Study text:
EB66 25 days ago [-]
FWIW I've lived in Seattle for the past 13 years and I typically commute by bicycle a few times per week in the spring/summer from North Seattle into downtown. I've never had anything like that happen to me.

I have however dealt with a lot of oblivious drivers nearly running me off the road.

The new dedicated bike lanes with the reflective pylons are helping (especially the two-way barrier-protected bike lane on 2nd Ave of downtown), but there's still a lot more to improve.

eagsalazar2 25 days ago [-]
Regarding the cases where people in cars are yelling at you, are you riding slower than traffic in the car lane when this happens? Doing so defensively away from curb to avoid being door'ed but at the same time blocking cars from passing you?

Not agreeing with drivers, just guessing as this does attract a lot of driver rage.

liability 25 days ago [-]
I think there are two schools of thought here: cyclists who say "we have every right to this road, the same as any car." And the upset drivers, who say "If you were in a car going this slow, I'd still be pissed off."

Me? I have a bike and a car in Seattle, but almost always walk or take public transit. It's low stress that way, which I like. At intersections, cars and cyclists both hassle pedestrians in their own way. The cars, because they are too accommodating and make you feel almost obliged to run across the street when they stop for you even though they could have easily kept going without coming close to you. And the cyclists, because a horrible minority of them are totally blind to pedestrians in a way that drivers in Seattle aren't. Most cyclists are fine, but you've got to stay on your toes for the few that aren't.

eagsalazar2 25 days ago [-]
Also fwiw, I rode daily all over Seattle for several years and had this happen to me exactly zero times. I've never met someone who, unprovoked, would yell at or menace a cyclist and have a hard time imagining someone who would except a rare crazy or 16yr old idiot trying to impress his friends. I have however talked to many people who are driven nuts by cyclists who obstruct traffic (in their opinion)

Information provided:
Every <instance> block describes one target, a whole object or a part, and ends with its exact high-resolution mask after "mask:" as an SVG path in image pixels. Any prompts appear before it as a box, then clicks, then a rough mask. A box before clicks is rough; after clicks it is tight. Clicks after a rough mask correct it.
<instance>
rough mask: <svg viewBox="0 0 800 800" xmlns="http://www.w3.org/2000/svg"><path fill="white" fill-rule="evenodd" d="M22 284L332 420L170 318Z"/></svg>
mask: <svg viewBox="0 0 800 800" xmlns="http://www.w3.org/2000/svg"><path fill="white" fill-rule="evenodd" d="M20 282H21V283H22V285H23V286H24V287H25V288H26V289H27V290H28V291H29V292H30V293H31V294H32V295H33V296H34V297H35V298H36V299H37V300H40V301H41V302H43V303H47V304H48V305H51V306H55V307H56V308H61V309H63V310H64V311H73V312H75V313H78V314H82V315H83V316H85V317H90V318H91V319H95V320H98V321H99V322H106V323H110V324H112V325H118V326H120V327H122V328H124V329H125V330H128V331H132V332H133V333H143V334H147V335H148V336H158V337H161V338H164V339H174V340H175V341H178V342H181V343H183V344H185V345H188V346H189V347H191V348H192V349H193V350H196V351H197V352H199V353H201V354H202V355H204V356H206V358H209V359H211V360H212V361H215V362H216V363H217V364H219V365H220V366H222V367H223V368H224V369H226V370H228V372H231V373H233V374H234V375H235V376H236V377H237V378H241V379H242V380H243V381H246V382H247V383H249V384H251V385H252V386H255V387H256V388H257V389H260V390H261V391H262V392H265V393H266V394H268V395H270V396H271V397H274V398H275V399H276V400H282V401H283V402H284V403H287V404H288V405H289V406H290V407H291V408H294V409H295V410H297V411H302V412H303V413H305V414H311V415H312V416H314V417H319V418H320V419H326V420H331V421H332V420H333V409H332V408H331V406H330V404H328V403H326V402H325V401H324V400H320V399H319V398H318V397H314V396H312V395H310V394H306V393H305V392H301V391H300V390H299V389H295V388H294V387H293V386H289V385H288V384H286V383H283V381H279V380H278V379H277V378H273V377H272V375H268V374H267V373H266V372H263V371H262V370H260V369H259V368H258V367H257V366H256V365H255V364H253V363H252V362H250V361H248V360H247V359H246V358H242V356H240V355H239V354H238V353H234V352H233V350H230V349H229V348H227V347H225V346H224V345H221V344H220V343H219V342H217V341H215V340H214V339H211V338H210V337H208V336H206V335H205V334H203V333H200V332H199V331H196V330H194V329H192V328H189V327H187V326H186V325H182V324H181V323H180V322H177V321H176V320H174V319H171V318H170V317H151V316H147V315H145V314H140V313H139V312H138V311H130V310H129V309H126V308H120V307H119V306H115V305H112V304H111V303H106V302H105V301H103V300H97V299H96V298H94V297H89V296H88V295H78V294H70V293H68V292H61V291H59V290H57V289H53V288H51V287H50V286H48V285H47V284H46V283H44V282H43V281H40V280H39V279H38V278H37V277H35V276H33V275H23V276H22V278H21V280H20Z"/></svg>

What is being asked:
Answer these questions from the comment thread on cycling in Seattle:
1. For how many years has EB66 lived in Seattle?
2. On which street is the two-way barrier-protected bike lane that EB66 mentions?
3. How does the commenter liability almost always get around?
The data that comes before this point is from a separate source.

Completed task:
1. 13 years.
2. 2nd Ave of downtown.
3. By walking or taking public transit.